#### INSTRUCTION:
Copy each of the records below word for word, keeping every line and mark unchanged.

— start —

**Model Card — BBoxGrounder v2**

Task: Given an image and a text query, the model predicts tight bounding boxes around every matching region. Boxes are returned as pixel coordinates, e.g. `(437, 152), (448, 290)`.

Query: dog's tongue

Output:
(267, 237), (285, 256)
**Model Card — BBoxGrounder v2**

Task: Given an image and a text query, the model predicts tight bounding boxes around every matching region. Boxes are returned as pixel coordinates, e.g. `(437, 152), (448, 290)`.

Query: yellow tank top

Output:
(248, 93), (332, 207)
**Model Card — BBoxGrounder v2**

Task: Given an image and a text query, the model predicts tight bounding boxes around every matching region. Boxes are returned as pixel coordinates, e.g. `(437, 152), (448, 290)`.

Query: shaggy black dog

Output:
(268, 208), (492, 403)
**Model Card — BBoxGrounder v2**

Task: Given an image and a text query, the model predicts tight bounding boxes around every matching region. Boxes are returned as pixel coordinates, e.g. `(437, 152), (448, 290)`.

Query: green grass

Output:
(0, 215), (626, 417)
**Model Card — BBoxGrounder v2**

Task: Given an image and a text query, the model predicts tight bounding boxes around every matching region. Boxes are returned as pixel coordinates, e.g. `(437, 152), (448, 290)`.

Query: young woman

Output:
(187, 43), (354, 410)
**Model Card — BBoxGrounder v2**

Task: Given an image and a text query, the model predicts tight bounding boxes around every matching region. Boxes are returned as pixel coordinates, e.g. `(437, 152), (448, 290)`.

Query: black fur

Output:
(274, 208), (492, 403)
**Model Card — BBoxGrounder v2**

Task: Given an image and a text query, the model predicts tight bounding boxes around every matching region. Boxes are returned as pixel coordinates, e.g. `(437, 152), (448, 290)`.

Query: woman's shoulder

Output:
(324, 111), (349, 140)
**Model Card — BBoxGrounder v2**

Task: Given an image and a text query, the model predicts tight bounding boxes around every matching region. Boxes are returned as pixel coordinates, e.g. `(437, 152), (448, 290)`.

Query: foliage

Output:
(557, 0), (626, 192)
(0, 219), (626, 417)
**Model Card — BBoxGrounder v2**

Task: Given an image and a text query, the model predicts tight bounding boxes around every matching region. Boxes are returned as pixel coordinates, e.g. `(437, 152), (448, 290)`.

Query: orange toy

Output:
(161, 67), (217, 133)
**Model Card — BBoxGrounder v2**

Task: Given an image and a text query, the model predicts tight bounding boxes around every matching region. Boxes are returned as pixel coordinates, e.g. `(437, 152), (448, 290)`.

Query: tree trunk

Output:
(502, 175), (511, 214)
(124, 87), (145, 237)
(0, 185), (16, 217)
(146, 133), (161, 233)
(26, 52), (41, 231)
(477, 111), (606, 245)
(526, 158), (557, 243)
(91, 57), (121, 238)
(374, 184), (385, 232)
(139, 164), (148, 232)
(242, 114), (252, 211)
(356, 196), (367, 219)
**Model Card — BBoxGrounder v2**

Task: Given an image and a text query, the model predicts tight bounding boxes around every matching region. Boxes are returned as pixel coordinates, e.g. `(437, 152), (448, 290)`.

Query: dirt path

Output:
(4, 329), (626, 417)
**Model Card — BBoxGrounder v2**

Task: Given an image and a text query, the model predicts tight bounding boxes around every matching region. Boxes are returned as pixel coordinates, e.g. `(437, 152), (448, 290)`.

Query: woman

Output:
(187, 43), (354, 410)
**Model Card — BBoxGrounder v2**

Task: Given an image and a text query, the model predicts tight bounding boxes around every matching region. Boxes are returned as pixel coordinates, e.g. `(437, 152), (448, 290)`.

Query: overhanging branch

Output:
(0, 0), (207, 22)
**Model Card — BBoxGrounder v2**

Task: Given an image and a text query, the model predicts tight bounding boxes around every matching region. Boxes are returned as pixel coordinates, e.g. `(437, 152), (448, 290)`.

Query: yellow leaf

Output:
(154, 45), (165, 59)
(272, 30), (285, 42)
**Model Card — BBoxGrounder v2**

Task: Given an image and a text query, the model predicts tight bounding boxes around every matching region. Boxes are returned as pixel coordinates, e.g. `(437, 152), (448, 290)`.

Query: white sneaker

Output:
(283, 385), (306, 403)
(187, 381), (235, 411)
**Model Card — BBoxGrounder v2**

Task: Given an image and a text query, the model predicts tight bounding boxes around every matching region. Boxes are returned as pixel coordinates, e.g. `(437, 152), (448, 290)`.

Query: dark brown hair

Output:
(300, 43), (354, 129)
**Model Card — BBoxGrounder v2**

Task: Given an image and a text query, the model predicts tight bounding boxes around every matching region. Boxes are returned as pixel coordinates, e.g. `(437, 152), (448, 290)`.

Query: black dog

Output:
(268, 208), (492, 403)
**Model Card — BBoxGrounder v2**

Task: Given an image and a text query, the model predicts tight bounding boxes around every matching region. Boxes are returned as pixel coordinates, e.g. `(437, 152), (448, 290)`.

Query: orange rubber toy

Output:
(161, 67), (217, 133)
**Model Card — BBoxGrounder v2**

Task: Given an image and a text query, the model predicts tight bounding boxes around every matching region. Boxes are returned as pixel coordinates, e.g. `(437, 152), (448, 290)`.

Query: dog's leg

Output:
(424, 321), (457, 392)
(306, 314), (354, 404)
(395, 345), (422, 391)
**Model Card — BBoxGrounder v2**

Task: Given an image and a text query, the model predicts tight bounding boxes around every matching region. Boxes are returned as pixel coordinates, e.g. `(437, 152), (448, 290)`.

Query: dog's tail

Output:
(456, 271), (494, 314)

— end —

#### ANSWER TO THE EXERCISE:
**Model Card — BBoxGrounder v2**

Task: Given an image and a text query, the model predicts tight bounding boxes around every matching region. Boxes are returned as pixel coordinates, e.g. `(437, 152), (448, 290)`.

Query: dog's tongue

Output:
(267, 237), (285, 256)
**Model Card — BBoxGrounder v2**

Task: Given an image and a text query, the model predicts tight bounding boxes around every matching region. Boxes are returned as pixel coordinates, e.g. `(437, 152), (448, 290)`.

Query: yellow tank top

Output:
(248, 93), (332, 207)
**Model Card — BBoxGrounder v2**

Task: Given an image and a text query, the model predicts tight bounding boxes around every matching region. Boxes are returned as pixel coordinates, e.g. `(437, 152), (448, 290)`.

Query: shaggy black dog

Output:
(268, 208), (492, 403)
**Model Card — BBoxGrounder v2**

Task: Given an image and a text query, the model predicts tight bounding boxes around every matching region. Boxes are returned as pixel coordinates, e.g. `(437, 152), (448, 290)`.

Query: green grass

Output:
(0, 215), (626, 417)
**Model Card — BBoxGrounder v2**

Task: Given an image and a text query, the model predicts tight bounding boxes around every matching region. Boxes are returned as pixel coordinates, e.g. `(437, 152), (448, 290)`.

Query: young woman

Output:
(187, 43), (354, 410)
**Model Card — BBoxGrounder v2**

Task: Given an image and a text query, the model predicts tight bounding boxes around every matching region. Boxes are returned as pixel coordinates, e.g. `(437, 152), (448, 290)`.

Query: black fur

Output:
(274, 208), (492, 403)
**Model Card — BBoxGrounder v2**

Task: Given an image and a text query, the model predicts tight bounding boxes around every matching region. Boxes are returned as pixel coordinates, e.g. `(437, 152), (448, 290)`.

Query: woman's shoulder

Output:
(324, 111), (349, 140)
**Model Card — BBoxGrounder v2**

Task: Given an image and a text query, the model predicts tight bounding boxes around every matching region. Boxes are returned as pixel coordinates, e.g. `(437, 152), (448, 290)`.

Query: foliage

Output:
(557, 0), (626, 192)
(0, 219), (626, 417)
**Model Card — BBoxGrounder v2**

Task: Given an image and a text query, the model predicts tight bounding boxes around every matching region. Boxes are returned as pixel coordinates, e.g. `(437, 152), (448, 290)`.

Query: orange toy

Output:
(161, 67), (217, 133)
**Model Card — BBoxGrounder v2**

Task: Given an image and a text query, the model predicts tight bounding boxes around every matching region. Boxes are returned as pixel coordinates, e.g. `(437, 152), (448, 290)`.

Query: tree trunk

Output:
(502, 175), (511, 214)
(124, 87), (145, 237)
(0, 185), (16, 217)
(146, 133), (161, 233)
(26, 52), (41, 231)
(477, 111), (606, 245)
(526, 158), (557, 243)
(91, 57), (121, 238)
(374, 184), (385, 232)
(139, 164), (148, 232)
(242, 114), (252, 211)
(356, 196), (367, 219)
**Model Card — BBoxGrounder v2**

Task: Given an image and a text query, the model predicts tight bounding boxes around every matching region. Boxes are returned as pixel coordinates, e.g. `(437, 152), (448, 290)`.

Query: dirt path

Output:
(4, 329), (626, 417)
**Model Card — BBoxGrounder v2**

Task: Given an image and a text query, the model predicts tight bounding boxes around every matching region. Boxes are returned as pixel coordinates, e.g. `(437, 152), (448, 290)`.

Query: woman

Output:
(187, 43), (354, 410)
**Model Card — BBoxGrounder v2**

Task: Given an image and a text query, the model predicts tight bounding boxes around every matching region. Boxes are returned as pixel coordinates, e.g. `(437, 152), (448, 290)`.

Query: overhanging branch

Output:
(0, 0), (207, 22)
**Model Card — BBoxGrounder v2**

Task: Given an image and a text query, the model predicts tight bounding boxes around every matching region. Boxes are returned as pixel coordinates, e.g. `(437, 152), (448, 290)`.

Query: yellow leaf

Output:
(154, 45), (165, 59)
(272, 30), (285, 42)
**Model Card — BBoxGrounder v2**

Task: Given an image and a text query, the model predicts tight bounding boxes around every matching region. Boxes are returned as pixel coordinates, e.g. `(437, 152), (448, 290)`.

Query: white sneaker

Output:
(283, 385), (306, 403)
(187, 381), (235, 411)
**Model Card — BBoxGrounder v2**

Task: Given an image and a text query, the model predicts tight bounding boxes around every matching region. Boxes are returned as pixel coordinates, e.g. `(437, 152), (448, 290)`.

Query: dark brown hair

Output:
(300, 43), (354, 129)
**Model Card — BBoxGrounder v2**

Task: Given an image and a text query, the model predicts tight bounding boxes around every matching region. Boxes are returned as pixel coordinates, e.g. `(437, 152), (448, 290)`.

Query: black dog

Output:
(268, 208), (492, 403)
**Model Card — BBoxGrounder v2**

Task: Given an image and a text query, the model predicts tight bounding boxes around every matching region. Boxes are returned as pixel coordinates, e.g. `(437, 152), (448, 290)`.

Query: orange rubber toy

Output:
(161, 67), (217, 133)
**Model Card — BBoxGrounder v2**

Task: Given an image and a text query, the model predicts tight bounding boxes around every matching region. Boxes are returned as pixel coordinates, e.g. `(437, 152), (448, 290)`.

Query: dog's leg

Output:
(424, 321), (457, 392)
(306, 314), (354, 404)
(395, 345), (422, 391)
**Model Card — BBoxGrounder v2**

Task: Given an image and a text query, the model predicts tight bounding boxes around every matching region. Boxes are returned as pixel coordinates, e.g. `(437, 152), (448, 290)`.

Query: dog's tail

Output:
(456, 271), (494, 314)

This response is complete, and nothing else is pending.